--- begin ---

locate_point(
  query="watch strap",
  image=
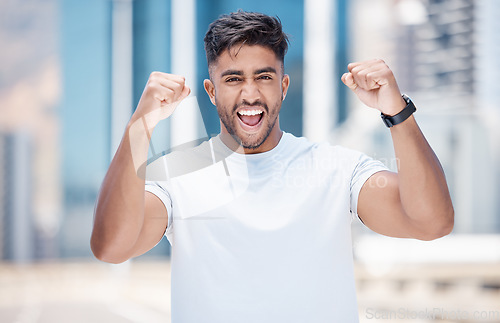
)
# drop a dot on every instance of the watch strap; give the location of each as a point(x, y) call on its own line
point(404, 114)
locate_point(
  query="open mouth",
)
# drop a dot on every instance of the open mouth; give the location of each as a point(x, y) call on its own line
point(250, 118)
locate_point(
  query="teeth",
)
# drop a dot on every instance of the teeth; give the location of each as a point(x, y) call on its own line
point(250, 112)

--- end ---
--- begin ---

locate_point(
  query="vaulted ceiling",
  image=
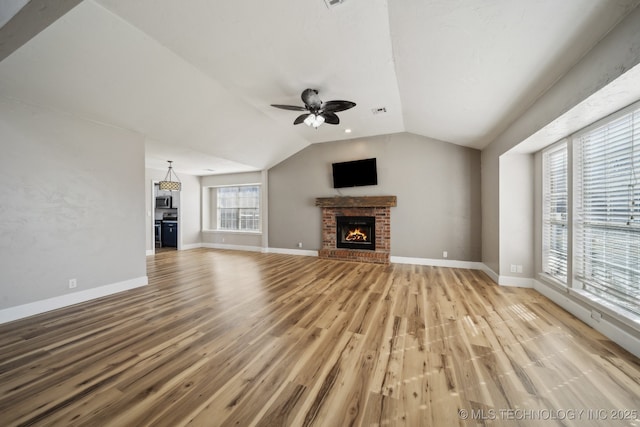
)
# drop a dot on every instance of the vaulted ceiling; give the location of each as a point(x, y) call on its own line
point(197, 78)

--- end ---
--- begin ---

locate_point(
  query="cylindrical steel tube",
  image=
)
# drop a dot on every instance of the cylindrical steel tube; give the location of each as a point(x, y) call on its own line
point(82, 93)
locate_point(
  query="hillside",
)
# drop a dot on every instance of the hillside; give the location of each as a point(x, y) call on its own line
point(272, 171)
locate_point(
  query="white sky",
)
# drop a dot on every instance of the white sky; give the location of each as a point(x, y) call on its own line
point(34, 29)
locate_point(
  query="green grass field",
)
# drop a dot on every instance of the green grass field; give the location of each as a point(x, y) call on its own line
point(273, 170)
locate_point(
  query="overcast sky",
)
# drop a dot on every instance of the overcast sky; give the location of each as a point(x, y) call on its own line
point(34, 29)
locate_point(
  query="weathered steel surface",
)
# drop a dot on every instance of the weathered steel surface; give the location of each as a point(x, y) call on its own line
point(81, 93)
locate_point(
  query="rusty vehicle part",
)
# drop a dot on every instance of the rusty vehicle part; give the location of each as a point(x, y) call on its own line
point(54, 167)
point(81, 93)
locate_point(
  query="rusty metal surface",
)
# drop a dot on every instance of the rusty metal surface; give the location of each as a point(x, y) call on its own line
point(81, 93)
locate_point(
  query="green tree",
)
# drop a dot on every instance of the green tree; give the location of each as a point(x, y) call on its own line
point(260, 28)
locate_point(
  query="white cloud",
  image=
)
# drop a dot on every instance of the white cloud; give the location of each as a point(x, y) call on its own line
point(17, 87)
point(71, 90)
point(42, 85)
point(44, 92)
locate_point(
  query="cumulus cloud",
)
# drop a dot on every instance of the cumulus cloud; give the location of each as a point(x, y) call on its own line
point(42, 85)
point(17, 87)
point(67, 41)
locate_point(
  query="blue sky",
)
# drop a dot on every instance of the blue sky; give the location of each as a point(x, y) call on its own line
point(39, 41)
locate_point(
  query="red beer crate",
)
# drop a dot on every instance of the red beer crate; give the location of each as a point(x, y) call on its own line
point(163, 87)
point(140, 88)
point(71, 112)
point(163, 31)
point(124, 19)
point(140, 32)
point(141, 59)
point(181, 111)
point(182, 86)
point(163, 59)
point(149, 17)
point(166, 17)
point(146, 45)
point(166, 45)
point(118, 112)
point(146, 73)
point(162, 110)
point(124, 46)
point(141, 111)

--- end ---

INSTRUCTIONS TO FOLLOW:
State how many lines in the entries above contain the word "rusty", giving only the number.

TASK ANSWER:
4